§ Problems
A. Copy the stretch of the restructuring provision from "(d) All of the" through "by ch. 180.".
B. Translate this sentence from the restructuring provision into Spanish: "The converting insurance company shall become a domestic stock insurance company."
C. Answer these questions using the restructuring provision.
(i) What happens to the membership interests and rights in surplus of the converting insurance company?
(ii) Which entity acquires and retains all shares of voting stock of any intermediate stock holding company?
(iii) Under which chapter must an intermediate stock holding company created at the time of the restructuring be incorporated?

§ Reading text
644.04 Restructuring.
(1) On the effective date of a restructuring under this chapter, all of the following shall occur:
(a) The converting insurance company shall become a domestic stock insurance company.
(b) All membership interests and rights in surplus of the converting insurance company shall be extinguished and the members of the converting insurance company shall become members of the mutual holding company in accordance with this chapter and the articles of incorporation and bylaws of the mutual holding company.
(c) All shares of the voting stock of the converting insurance company shall be acquired and retained by the mutual holding company or, if created, an intermediate stock holding company.
(d) All of the shares of voting stock of any intermediate stock holding company shall be acquired and retained by the mutual holding company.
(2) Any intermediate stock holding company created at the time of the restructuring to hold the stock of the converting insurance company shall be incorporated under ch. 180 and may engage in any business or activity permitted by ch. 180.

Labeled-object pointing entries:
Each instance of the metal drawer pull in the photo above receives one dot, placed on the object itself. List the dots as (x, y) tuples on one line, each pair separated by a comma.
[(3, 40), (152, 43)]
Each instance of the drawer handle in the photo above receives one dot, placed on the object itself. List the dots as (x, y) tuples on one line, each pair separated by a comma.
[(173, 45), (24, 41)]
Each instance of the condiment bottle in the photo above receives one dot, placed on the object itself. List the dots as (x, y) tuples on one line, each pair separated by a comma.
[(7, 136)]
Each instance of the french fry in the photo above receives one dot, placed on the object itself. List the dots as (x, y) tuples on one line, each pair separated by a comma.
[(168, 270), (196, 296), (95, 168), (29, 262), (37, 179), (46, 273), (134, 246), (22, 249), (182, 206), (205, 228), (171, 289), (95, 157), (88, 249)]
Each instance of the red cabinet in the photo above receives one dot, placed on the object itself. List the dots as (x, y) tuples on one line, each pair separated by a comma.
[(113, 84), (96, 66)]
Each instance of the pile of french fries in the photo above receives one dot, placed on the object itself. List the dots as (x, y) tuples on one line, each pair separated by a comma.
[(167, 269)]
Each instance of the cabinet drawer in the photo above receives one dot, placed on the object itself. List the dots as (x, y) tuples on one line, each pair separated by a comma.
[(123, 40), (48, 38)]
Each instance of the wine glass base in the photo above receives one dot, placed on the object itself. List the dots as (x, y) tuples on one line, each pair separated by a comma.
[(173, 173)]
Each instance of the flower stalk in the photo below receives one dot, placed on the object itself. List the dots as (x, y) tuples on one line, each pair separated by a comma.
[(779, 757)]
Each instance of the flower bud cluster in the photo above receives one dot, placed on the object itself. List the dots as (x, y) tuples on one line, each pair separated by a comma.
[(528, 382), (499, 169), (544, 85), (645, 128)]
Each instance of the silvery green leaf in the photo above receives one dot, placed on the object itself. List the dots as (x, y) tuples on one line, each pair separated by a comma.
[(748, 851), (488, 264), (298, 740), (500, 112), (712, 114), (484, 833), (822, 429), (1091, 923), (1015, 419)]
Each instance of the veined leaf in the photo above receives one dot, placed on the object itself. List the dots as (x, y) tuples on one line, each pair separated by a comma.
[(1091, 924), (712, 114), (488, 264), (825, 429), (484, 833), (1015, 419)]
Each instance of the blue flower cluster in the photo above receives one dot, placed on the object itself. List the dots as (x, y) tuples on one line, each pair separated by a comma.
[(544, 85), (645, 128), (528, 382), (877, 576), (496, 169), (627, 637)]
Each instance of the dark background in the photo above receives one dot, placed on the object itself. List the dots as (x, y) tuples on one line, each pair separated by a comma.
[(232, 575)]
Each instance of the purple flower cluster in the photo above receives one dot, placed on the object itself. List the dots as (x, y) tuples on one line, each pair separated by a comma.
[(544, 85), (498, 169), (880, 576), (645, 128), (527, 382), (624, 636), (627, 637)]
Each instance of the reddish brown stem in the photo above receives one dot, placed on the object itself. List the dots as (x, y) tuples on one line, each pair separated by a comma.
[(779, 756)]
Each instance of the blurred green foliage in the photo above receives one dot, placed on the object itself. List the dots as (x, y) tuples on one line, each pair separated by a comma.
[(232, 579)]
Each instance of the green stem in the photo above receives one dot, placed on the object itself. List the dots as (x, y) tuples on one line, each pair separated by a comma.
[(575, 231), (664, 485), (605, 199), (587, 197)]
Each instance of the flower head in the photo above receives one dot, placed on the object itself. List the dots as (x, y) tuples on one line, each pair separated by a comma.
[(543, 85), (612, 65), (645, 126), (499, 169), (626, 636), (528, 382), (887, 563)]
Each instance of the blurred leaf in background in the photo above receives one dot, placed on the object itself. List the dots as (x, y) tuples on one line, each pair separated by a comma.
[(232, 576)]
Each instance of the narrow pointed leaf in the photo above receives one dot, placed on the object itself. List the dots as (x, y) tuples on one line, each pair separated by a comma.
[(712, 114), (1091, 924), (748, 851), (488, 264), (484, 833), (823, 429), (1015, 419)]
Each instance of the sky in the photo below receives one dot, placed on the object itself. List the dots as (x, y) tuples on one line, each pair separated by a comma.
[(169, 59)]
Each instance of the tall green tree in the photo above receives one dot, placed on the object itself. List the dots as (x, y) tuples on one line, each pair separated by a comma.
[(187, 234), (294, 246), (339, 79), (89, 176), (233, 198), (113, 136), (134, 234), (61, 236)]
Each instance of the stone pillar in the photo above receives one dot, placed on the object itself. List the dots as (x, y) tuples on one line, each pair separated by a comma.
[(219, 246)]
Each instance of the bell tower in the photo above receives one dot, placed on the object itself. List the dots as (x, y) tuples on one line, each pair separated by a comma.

§ Outputs by task
A.
(d) All of the shares of voting stock of any intermediate stock holding company shall be acquired and retained by the mutual holding company.
(2) Any intermediate stock holding company created at the time of the restructuring to hold the stock of the converting insurance company shall be incorporated under ch. 180 and may engage in any business or activity permitted by ch. 180.

B. La compañía de seguros que se convierte pasará a ser una compañía de seguros por acciones nacional.

C.
(i) They are extinguished.
(ii) The mutual holding company.
(iii) Chapter 180.